__Source excerpt__.
((

When a New Log is Necessary

Each student needs a new Learning Log each year. The log is one of the few items for SWR that is consumable. If you school year-round, you’ll need to set a wrap-up date for when you’ll consider “this year” completed and when you will start the “new year” with a new Learning Log (see SWR p. 43).

The Learning Log is a Reader

We’re frequently asked, “So when will he start reading?” Your student begins reading as soon as you start teaching phonograms and the first spelling words. A beginning student easily could have learned, spelled, written, and practiced reading over 260 words before he’s ready to be reading from books. He writes his word — sight unseen — in his Learning Log, reads those words back to you, writes them in sentences, and reads his sentences. He’s reading!

When he can fluently read from his Learning Log and the sentences he’s been writing, he is probably ready to start reading what someone else has written in a book. Your student’s Learning Log is often his first reader.

Comparing the Two Learning Logs

The Primary Learning Log has space below each line for markings and for those “tails” that reach below the baseline (f, g, j, p, q, y, and z). The Black Log has blue spaces between each line to allow for tails and markings. On ANY page in the book where you see these blue spaces, think: “Don’t write there.”

The Primary Learning Log has 15 Reference Pages in the back of the book and includes dotted half lines. The Black Learning Log has 39 Reference Pages in the front of the book and has NO dotted midline.

Is your beginning student missing out by not having all those Reference Pages? No way! He doesn’t need them for the material he’s covering in Kindergarten or 1st grade.

 
Primary
Learning Log
Black
Learning Log
line width
10 mm
8.5 mm
line type
dotted midline
simply ruled
# Reference Pages
15
39
location of Reference Pages
back
front

Each spelling list in The Wise Guide for Spelling includes 20 words. The Primary Log has room for entering 62 spelling lists while the Black Log has room for 44 lists. You’ll have plenty of room for your work in the Primary Log, but you could possibly run out of room in the Black Log if you are consistent and diligent with your lessons. What do you do?

))

__What you have to do__.
Please answer from the Learning Log excerpt above: how many spelling lists does the Primary Log have room for?

__Raw data__.
((

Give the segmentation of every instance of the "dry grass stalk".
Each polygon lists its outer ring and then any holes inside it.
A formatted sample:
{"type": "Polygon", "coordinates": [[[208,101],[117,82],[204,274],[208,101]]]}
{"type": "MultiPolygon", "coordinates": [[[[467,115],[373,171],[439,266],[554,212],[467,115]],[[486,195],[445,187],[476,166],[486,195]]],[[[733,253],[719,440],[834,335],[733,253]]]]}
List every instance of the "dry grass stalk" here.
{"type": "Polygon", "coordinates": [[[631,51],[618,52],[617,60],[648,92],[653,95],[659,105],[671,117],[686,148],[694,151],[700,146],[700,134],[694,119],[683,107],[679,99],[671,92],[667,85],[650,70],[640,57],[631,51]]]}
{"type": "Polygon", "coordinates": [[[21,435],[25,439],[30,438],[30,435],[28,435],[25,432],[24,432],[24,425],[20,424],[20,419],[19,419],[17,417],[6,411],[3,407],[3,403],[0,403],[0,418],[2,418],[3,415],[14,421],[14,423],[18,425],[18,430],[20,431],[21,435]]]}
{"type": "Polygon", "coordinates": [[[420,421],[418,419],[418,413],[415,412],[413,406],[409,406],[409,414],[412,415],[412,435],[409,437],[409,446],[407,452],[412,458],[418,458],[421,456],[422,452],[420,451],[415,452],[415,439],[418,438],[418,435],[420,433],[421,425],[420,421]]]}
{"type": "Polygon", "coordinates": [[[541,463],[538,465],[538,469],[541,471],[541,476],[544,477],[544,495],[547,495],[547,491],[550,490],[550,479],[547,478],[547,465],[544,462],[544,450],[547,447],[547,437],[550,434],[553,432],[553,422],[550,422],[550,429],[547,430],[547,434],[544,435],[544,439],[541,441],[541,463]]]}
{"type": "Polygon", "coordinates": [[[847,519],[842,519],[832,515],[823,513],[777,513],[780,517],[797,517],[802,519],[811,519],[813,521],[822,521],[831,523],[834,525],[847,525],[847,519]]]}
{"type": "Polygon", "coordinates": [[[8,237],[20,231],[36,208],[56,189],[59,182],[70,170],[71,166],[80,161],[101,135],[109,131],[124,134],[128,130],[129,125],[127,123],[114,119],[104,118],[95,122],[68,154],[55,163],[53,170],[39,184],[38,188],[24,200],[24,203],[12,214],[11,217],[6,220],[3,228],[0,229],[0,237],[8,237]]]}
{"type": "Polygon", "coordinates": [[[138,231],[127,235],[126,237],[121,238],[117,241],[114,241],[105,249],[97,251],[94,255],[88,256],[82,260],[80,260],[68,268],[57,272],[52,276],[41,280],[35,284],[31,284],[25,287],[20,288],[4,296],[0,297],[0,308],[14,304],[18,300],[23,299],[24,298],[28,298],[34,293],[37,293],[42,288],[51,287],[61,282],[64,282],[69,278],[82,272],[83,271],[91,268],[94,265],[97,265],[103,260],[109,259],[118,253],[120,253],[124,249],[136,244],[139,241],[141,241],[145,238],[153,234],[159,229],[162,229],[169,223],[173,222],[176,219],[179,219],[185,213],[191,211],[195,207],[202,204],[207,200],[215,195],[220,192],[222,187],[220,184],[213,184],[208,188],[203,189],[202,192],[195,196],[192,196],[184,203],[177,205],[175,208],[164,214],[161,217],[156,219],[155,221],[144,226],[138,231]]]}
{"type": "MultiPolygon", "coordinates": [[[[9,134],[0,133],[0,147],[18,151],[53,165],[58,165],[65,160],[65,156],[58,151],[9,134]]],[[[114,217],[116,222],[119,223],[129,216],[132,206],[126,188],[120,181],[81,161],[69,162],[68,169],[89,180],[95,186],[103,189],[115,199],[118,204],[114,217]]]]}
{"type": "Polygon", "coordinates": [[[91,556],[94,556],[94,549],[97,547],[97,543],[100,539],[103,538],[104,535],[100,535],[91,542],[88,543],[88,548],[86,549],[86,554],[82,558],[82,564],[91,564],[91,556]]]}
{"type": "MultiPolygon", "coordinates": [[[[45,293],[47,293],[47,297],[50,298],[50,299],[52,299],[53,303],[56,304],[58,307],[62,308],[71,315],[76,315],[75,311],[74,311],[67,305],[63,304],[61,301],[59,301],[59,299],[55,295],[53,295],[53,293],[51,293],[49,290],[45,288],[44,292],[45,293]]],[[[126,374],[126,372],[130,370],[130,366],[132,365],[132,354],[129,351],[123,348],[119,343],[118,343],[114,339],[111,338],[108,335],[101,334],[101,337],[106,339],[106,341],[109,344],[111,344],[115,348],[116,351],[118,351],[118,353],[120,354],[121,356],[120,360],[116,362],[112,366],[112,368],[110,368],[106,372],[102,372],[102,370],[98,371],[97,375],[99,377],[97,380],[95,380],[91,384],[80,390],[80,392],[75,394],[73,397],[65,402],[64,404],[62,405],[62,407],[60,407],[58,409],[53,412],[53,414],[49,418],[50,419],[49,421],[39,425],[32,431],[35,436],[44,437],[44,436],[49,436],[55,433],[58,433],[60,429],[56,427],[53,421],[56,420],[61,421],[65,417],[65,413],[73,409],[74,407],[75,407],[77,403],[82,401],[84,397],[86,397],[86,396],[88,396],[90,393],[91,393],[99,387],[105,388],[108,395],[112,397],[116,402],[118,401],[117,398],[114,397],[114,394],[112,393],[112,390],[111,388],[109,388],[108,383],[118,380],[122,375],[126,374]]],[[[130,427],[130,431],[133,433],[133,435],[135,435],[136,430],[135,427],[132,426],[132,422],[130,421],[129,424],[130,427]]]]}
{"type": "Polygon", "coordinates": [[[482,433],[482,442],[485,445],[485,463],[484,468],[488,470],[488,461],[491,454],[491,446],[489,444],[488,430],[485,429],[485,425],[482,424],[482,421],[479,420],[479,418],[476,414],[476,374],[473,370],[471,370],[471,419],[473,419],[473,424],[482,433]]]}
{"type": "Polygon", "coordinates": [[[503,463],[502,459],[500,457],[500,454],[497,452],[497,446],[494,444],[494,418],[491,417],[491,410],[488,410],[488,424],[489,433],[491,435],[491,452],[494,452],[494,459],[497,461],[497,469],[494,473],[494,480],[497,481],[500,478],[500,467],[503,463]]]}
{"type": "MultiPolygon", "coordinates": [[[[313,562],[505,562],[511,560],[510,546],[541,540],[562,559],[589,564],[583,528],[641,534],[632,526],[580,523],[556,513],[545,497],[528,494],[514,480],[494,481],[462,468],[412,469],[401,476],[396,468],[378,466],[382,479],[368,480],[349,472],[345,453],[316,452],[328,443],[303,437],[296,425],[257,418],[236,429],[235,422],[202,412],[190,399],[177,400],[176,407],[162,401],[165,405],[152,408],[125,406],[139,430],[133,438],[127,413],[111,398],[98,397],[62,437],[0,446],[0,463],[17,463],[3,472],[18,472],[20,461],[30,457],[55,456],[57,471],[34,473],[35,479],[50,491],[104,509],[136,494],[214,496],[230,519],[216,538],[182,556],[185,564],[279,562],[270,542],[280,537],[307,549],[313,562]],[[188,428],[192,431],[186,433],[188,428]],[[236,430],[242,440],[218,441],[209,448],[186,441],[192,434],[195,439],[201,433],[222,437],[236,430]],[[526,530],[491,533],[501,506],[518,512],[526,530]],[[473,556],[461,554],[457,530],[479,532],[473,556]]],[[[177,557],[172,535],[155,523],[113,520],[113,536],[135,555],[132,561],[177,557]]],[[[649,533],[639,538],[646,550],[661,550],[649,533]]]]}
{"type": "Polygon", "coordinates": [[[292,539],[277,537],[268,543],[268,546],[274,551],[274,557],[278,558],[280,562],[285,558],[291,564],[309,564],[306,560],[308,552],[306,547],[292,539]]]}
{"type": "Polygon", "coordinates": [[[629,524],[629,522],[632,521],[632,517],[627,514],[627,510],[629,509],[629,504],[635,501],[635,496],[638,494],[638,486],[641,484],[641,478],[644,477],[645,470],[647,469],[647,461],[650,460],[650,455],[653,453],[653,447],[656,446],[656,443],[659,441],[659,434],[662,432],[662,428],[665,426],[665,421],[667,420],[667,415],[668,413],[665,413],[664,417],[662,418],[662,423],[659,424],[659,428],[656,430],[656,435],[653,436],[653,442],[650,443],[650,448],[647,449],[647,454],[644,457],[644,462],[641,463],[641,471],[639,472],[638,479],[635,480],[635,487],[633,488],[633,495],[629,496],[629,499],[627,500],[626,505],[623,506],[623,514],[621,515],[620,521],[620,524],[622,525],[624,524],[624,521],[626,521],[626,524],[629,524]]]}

))

__Task output__.
62 spelling lists.